--- Provided passage ---
# Oom Paul: gunk problem.



## Oudis (Oct 28, 2011)

Hello everybody,

I have a bit of a problem (understatement) with my only Oom Paul -which happens to be a beautiful one and one of my favorite pipes. I bought it recently on eBay, and did a salt-and-booze treatment (I used vodka) for the bore, leaving a pipe cleaner (to which I added a few drops of vodka as well) in the shank. Then I smoked it and -oh glory hallelujah, it smoked easily, the flavor of the tobacco wasn't polluted by any previous tobacco ghost or gunk, it was everything I hoped it would be aside from being a beauty.

Now as many of you know I'm recently divorced and my family took my camera with them so I cannot take a pictures, so I'll use the diagram you see. The problem is that after that first smoke, when I used the pipe cleaner to remove ashes, etc. from the shank, the very ashes (and probably some unsmoked tobacco) I was trying to remove formed a ball of gunk situated in (B), between the bore (A) and the shank (C), a place I cannot reach from either place. It seems to be hard, and it's stuck there&#8230; I've tried pipe cleaners, the poker of the 3-in-1 cleaning tool, a piece if hard wire&#8230; No way. I can't get rid of it, I can't push it towards the tobacco chamber, nor can I push it towards the shank; I can't poke a hole through it. And I can't believe there is no solution, and that I'll have to throw this beauty away.

Suggestions please everyone&#8230; Even bizarre, strange, crazy ones. Or perhaps there's a simple answer I can't see.

Thanks in advance.

Oudis.

--- Data section ---
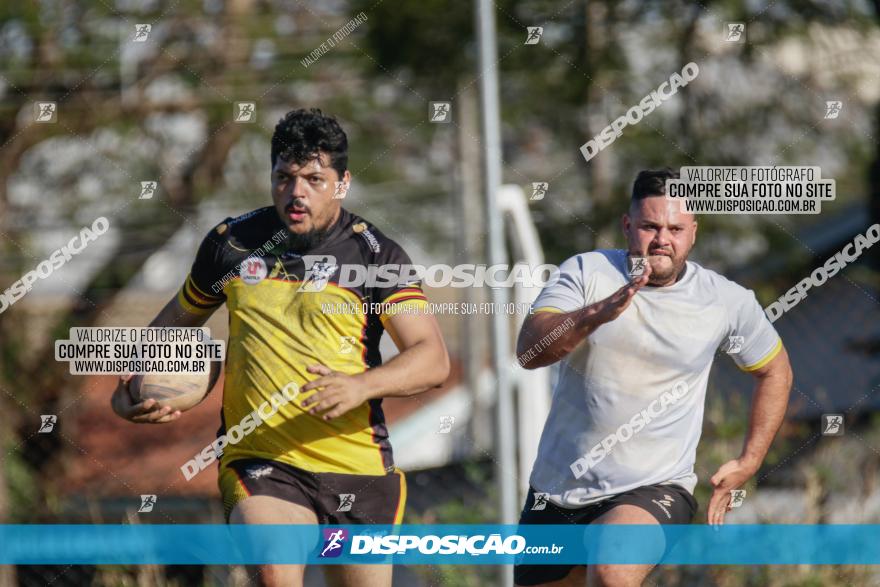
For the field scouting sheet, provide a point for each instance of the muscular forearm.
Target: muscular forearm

--- Written tasks ---
1. Quote everything in the Oom Paul post from "Now as many" down to "this beauty away.".
2. Name each letter the Oom Paul post uses to mark the diagram, along with the part of the pipe that letter stands for.

--- Solutions to the tasks ---
1.
Now as many of you know I'm recently divorced and my family took my camera with them so I cannot take a pictures, so I'll use the diagram you see. The problem is that after that first smoke, when I used the pipe cleaner to remove ashes, etc. from the shank, the very ashes (and probably some unsmoked tobacco) I was trying to remove formed a ball of gunk situated in (B), between the bore (A) and the shank (C), a place I cannot reach from either place. It seems to be hard, and it's stuck there&#8230; I've tried pipe cleaners, the poker of the 3-in-1 cleaning tool, a piece if hard wire&#8230; No way. I can't get rid of it, I can't push it towards the tobacco chamber, nor can I push it towards the shank; I can't poke a hole through it. And I can't believe there is no solution, and that I'll have to throw this beauty away.

2.
- A: the bore
- B: the spot between the bore and the shank where the ball of gunk is stuck
- C: the shank